---- TEXTO FORNECIDO
As posições são usualmente reduzidas a dois polos: legalizar ou continuar criminalizando. Pesquisa recente aponta que 70,9% da população é contra "legalizar" a maconha e 84,3% contra a cocaína.

Reduzir questão bastante complexa a tamanho simplismo é péssimo começo, pois passa a impressão de que criticar a criminalização é sinônimo de apoiar o uso indiscriminado de drogas ou negar seus possíveis malefícios à saúde.  

É bastante comum ouvir argumentos como: drogas são perigosas, geram crimes e, caso legalizadas seu consumo aumentará. Essas ‘teorias do dia a dia’ pautam não apenas a percepção do cidadão comum, mas também o trabalho policial e critérios de julgamentos (BARATTA, 42).  

Esse texto se debruça sobre algumas premissas que acompanham essa discussão. Os títulos dos tópicos são as proposições verdadeiras.        

Proibir drogas não reduz a oferta e nem a demanda de drogas ilícitas
O objetivo manifesto da Lei 11.343 de 2006, a Lei de Drogas, é prevenir o uso indevido e reprimir a produção e venda ilícita de drogas, conforme seu artigo 3o.

A Global Comission on Drugs, respeitada organização internacional, afirma que a criminalização não reduz nem a oferta e nem a demanda por drogas:

"Os imensos recursos gastos na erradicação da produção, repressão aos traficantes e criminalização dos usuários não foram capazes de reduzir a oferta nem de reduzir o consumo de drogas. Pequenos êxito, obtidos aqui e ali com a eliminação de uma determinada fonte de produção foram invariavelmente compensadas pelo surgimento de outras organizações criminosas e pela migração da produção para outras áreas".

O fracasso na redução do uso de drogas com a criminalização não é peculiaridade brasileira. Não houve queda em nenhum país que adotou a política de proibição, de "Guerra às Drogas". Há outras políticas mais adequadas para atingir a redução, como se verá.
--------
=== PROBLEMA CURTO 1 ===
Reproduza todos os registros trocando "pink signage" por "green signage" e sem alterar mais nada. Deixe as imagens fora da resposta.
=== PROBLEMA CURTO 2 ===
Dê continuidade ao texto sobre a criminalização das drogas a partir da última frase apresentada.
O texto e os registros têm origens diferentes.
---- DADOS DO EXERCÍCIO
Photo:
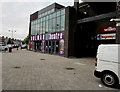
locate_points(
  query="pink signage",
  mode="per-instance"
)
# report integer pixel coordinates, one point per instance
--------
=== RESPOSTA CORRETA 1 ===
Photo:
locate_points(
  query="green signage",
  mode="per-instance"
)
# report integer pixel coordinates, one point per instance

=== RESPOSTA CORRETA 2 ===
Regulamentar uso não necessariamente aumenta consumo
Há a crença falsa de que "legalizar" drogas ilícitas aumenta seu consumo e disponibilidade, pois é mais tolerante.

O próprio termo "legalizar" é equivocado, pois passa a impressão que há apenas as opções de criminalizar e o contraposto "libera geral". É mais correto falar em regulamentação.

Diversas evidências demonstram que a regulamentação do uso de drogas não gera aumento de uso de drogas.

As experiências mais bem sucedidas com a redução de uso abusivo de drogas são aquelas em que houve regulamentação restritiva da droga.

Regulamentação legal restrita é permitir o comércio da substância com diversas restrições, como quanto ao local de uso, tributação mais elevada, proibição de propaganda para incentivar consumo e campanhas educativas sobre os malefícios do uso, além de focar na redução de danos aos usuários abusivos.

O Brasil adota essa política em relação ao tabaco e, de maneira exitosa, reduziu em trinta anos o uso de tabaco de 35% para 12% da população maior de 18 anos (MARONNA, 184).

Diversos estudos indicam que a regulamentação legal estrita é o modelo que mais reduz o uso de drogas. Tanto proibir criminalmente quanto liberar de maneira não regulamentada, com mais preocupação sobre o bem estar econômico dos produtores do que com a saúde dos usuários, são igualmente ineficazes para reduzir o consumo (MARONNA, 185).

Maior risco à saúde não guarda relação com drogas serem proibidas
O artigo 1o, parágrafo único, da Lei de Drogas considera drogas como "as substâncias ou produtos capazes de causar dependência, assim especificados em lei".

Há a impressão de que as drogas proibidas serão aquelas com maior poder de causar dependência e danos à saúde. Isso não é verdade. Não é possível verificar que substâncias sejam proibidas com base em parâmetros científicos sobre risco.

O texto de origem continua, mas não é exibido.